_Goal of the exercise_
Could you rewrite the part of the items that opens with the line containing "It would mean a lot if you could pinpoint the billboard" and runs through the end of the items, changing "report" to "presentation" and leaving everything else unchanged?

_Dataset rows_
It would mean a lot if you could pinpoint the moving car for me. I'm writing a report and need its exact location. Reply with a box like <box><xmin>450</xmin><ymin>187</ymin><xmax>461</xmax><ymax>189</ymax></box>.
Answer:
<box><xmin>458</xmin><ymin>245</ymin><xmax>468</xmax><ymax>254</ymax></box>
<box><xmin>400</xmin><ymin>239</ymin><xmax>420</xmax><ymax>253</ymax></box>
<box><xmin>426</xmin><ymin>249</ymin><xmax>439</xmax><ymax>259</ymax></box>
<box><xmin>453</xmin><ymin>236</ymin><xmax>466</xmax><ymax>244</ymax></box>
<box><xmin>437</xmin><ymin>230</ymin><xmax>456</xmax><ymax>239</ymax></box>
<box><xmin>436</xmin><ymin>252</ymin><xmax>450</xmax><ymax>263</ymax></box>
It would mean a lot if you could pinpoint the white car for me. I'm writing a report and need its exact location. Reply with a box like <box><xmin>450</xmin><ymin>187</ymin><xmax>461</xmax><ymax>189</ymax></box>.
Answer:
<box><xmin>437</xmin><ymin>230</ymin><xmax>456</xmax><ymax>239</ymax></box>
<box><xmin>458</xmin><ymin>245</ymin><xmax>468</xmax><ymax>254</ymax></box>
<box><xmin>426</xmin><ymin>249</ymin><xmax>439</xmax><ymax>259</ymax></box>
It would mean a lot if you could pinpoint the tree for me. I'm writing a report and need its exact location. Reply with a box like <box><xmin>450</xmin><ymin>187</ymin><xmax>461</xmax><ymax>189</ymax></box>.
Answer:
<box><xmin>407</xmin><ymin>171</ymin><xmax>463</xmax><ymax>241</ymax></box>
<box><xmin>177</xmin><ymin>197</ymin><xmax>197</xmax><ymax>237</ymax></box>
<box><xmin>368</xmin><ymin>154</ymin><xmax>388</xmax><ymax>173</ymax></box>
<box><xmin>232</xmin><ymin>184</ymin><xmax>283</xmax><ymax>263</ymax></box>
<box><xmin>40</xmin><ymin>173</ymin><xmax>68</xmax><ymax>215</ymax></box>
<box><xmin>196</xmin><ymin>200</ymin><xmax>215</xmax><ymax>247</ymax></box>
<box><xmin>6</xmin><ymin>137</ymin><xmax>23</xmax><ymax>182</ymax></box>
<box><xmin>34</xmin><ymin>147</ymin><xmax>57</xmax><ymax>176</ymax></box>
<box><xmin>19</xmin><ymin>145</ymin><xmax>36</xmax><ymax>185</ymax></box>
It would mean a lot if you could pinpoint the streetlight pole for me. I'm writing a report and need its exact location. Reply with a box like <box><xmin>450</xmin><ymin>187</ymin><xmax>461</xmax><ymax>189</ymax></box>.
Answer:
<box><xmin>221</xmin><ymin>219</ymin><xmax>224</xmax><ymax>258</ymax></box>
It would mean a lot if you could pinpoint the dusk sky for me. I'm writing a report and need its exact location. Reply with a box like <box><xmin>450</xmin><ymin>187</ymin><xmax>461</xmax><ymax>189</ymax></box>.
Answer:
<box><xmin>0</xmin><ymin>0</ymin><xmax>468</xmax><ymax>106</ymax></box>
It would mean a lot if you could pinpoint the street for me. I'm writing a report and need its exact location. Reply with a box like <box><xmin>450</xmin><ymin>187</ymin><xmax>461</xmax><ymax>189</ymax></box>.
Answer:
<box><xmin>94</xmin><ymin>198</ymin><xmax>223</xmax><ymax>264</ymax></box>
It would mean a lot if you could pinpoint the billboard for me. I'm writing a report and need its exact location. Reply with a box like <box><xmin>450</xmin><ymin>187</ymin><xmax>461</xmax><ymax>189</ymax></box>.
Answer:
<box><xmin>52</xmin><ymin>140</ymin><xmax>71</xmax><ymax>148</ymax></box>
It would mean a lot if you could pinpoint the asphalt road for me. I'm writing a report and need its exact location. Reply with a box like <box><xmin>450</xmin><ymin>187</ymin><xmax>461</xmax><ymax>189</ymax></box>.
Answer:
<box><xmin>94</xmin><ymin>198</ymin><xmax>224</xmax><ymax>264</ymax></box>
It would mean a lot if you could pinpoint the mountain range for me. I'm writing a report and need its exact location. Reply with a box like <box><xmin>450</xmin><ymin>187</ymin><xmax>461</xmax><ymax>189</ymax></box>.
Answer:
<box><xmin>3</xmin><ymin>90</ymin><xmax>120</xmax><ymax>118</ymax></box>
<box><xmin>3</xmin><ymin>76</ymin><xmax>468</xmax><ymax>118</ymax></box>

_Solution_
It would mean a lot if you could pinpoint the billboard for me. I'm writing a presentation and need its exact location. Reply with a box like <box><xmin>450</xmin><ymin>187</ymin><xmax>461</xmax><ymax>189</ymax></box>.
Answer:
<box><xmin>52</xmin><ymin>140</ymin><xmax>71</xmax><ymax>148</ymax></box>
It would mean a lot if you could pinpoint the asphalt road for me. I'm writing a presentation and need its exact location. Reply with a box like <box><xmin>450</xmin><ymin>187</ymin><xmax>461</xmax><ymax>189</ymax></box>.
Answer:
<box><xmin>94</xmin><ymin>198</ymin><xmax>224</xmax><ymax>264</ymax></box>
It would mean a lot if you could pinpoint the mountain range for me. I'm writing a presentation and need its exact location. Reply with a box like <box><xmin>450</xmin><ymin>187</ymin><xmax>461</xmax><ymax>189</ymax></box>.
Answer:
<box><xmin>3</xmin><ymin>90</ymin><xmax>120</xmax><ymax>118</ymax></box>
<box><xmin>3</xmin><ymin>76</ymin><xmax>468</xmax><ymax>118</ymax></box>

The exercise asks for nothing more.